* Records supplied:
▬▬▬

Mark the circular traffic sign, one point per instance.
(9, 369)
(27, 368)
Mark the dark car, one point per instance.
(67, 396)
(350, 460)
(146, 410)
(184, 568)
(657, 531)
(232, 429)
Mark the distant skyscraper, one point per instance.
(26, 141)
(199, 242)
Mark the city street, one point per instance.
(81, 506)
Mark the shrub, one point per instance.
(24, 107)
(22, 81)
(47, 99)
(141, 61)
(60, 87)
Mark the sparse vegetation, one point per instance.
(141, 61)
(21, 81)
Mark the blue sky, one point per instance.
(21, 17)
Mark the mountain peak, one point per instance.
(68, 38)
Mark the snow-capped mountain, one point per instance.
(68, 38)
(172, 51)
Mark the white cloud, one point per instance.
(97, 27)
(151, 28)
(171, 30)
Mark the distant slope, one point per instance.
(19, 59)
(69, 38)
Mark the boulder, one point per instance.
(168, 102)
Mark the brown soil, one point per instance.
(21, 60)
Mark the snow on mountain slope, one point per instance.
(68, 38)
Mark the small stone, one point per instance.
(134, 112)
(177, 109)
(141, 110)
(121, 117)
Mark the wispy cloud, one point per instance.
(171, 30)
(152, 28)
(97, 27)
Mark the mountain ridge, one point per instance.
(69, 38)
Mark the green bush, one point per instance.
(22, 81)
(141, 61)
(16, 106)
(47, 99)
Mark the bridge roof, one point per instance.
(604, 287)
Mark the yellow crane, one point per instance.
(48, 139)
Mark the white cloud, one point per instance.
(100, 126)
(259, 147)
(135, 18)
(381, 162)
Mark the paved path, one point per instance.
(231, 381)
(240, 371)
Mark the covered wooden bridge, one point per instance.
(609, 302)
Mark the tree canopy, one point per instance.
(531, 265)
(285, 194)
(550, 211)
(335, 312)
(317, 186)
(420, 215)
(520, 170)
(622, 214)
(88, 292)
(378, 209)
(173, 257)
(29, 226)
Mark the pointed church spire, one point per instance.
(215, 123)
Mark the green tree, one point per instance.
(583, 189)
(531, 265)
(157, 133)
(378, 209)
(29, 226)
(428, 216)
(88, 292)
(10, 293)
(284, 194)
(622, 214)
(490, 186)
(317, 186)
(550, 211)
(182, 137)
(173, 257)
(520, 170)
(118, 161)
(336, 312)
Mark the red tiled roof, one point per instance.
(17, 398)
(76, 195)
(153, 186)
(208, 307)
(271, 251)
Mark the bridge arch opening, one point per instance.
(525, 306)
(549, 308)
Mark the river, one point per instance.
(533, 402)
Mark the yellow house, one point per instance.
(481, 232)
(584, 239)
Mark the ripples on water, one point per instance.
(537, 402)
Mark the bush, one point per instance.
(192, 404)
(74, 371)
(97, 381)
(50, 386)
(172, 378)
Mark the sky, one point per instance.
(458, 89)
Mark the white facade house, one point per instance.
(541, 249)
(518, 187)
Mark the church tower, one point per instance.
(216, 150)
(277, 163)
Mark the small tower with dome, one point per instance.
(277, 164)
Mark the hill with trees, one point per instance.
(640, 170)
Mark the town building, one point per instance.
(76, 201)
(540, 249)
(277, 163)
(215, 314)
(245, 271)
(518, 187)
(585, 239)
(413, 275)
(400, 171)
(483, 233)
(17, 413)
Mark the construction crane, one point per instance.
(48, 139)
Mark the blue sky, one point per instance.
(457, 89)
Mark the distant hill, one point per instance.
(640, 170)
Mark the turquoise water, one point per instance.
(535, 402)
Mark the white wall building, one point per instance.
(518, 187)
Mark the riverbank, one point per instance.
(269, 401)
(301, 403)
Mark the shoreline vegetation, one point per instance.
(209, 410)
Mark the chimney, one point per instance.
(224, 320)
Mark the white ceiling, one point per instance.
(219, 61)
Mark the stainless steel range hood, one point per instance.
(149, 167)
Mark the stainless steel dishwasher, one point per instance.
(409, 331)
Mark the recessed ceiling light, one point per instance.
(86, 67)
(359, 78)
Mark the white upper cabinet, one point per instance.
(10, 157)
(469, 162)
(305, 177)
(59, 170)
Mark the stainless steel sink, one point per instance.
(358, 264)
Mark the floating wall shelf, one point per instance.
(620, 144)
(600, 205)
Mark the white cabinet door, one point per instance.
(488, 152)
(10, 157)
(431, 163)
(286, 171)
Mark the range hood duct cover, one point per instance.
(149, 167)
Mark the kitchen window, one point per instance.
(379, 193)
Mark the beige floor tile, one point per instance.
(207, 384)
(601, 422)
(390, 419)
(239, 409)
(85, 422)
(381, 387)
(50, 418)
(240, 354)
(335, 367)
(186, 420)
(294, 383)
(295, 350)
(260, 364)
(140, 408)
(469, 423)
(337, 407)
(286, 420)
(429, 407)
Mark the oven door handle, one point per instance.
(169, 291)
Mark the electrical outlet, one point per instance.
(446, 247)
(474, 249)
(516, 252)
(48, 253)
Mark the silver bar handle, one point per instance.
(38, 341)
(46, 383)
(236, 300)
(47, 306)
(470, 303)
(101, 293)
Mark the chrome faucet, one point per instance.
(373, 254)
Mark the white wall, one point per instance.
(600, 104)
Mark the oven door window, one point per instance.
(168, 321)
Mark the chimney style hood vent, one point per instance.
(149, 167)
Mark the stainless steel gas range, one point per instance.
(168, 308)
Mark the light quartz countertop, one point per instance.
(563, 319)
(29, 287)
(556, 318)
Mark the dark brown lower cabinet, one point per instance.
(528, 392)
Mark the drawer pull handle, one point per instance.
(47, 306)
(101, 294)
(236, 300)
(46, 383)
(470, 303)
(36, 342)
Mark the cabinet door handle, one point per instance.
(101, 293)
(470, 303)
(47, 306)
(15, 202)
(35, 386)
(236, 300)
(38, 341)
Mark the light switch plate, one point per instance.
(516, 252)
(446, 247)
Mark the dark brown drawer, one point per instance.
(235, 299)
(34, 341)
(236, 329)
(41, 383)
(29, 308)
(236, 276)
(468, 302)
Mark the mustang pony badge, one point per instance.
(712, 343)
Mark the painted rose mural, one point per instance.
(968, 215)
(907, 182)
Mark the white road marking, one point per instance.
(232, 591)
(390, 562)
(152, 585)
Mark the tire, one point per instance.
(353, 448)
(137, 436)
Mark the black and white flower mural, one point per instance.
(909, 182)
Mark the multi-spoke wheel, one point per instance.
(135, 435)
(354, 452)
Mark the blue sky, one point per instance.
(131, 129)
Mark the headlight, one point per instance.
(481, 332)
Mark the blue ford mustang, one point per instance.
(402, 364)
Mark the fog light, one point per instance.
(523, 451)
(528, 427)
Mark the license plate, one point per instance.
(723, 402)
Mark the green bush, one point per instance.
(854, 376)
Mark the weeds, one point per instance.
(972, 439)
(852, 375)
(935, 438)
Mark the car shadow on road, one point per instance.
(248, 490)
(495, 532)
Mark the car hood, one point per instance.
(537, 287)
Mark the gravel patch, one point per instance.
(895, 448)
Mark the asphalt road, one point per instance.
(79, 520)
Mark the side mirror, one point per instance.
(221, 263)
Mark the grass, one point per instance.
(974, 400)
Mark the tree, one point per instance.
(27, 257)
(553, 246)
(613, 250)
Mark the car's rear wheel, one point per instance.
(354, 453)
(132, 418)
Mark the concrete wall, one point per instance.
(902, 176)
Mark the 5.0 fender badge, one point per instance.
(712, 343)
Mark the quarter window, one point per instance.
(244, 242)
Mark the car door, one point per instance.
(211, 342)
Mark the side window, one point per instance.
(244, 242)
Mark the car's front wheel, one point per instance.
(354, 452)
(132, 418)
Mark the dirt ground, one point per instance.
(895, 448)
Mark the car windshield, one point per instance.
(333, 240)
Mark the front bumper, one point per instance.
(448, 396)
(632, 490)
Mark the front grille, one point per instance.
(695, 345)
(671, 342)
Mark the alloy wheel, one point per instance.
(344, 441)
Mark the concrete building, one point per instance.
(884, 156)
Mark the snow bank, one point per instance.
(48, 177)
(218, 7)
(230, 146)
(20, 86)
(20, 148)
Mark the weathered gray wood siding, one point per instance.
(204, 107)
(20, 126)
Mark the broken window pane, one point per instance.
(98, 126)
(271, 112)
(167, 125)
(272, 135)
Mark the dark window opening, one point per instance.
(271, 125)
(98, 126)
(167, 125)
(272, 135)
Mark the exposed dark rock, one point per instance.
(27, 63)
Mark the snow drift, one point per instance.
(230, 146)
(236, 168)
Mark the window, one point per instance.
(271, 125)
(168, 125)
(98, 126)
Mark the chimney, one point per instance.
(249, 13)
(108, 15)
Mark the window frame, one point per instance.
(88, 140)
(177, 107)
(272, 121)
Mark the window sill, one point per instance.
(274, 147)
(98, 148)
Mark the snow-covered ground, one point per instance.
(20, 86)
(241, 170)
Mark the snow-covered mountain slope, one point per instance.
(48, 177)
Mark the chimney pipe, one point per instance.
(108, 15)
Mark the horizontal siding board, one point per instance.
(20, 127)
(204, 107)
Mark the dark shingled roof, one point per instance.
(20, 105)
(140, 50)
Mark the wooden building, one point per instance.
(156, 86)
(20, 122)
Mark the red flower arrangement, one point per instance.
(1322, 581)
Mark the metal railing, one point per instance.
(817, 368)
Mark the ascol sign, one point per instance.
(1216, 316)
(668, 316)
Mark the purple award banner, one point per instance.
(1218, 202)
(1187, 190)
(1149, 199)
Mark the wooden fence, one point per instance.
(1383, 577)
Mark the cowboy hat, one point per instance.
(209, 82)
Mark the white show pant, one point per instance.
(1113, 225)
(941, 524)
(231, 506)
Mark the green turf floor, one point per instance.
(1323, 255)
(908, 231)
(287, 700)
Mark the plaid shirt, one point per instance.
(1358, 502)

▬▬▬

* What to work on:
Repeat only the lines from the one holding "Mark the dark window" through the last line of the data.

* Worked solution:
Mark the dark window opening, one point per instance.
(271, 125)
(98, 126)
(167, 125)
(272, 135)
Mark the exposed dark rock, one point per instance.
(27, 63)
Mark the snow drift, one point per instance.
(230, 146)
(236, 168)
Mark the window, one point per instance.
(271, 125)
(168, 125)
(98, 126)
Mark the chimney, one point per instance.
(249, 13)
(108, 15)
Mark the window frame, one point per instance.
(88, 140)
(177, 107)
(272, 121)
Mark the window sill, one point per instance.
(274, 147)
(98, 148)
Mark the snow-covered ground, one point per instance.
(20, 86)
(241, 170)
Mark the snow-covered mountain slope, one point per instance.
(48, 177)
Mark the chimney pipe, one point per instance.
(108, 15)
Mark the horizontal siding board, one point per instance.
(20, 127)
(204, 107)
Mark the dark shingled roof, one point per instance.
(20, 105)
(140, 50)
Mark the wooden building, one point per instance.
(156, 86)
(20, 122)
Mark the red flower arrangement, one point per instance.
(1322, 581)
Mark the metal railing, one point per instance.
(817, 368)
Mark the ascol sign, one point per instance.
(1216, 316)
(668, 316)
Mark the purple award banner, one point per instance.
(1218, 202)
(1187, 190)
(1149, 199)
Mark the wooden fence, one point per instance.
(1383, 577)
Mark the cowboy hat, one point per instance.
(209, 82)
Mark the white show pant, one point per instance.
(1113, 225)
(941, 524)
(231, 506)
Mark the green turf floor, one point per instance.
(1323, 255)
(908, 231)
(287, 700)
Mark the plaid shirt, one point per instance.
(1358, 502)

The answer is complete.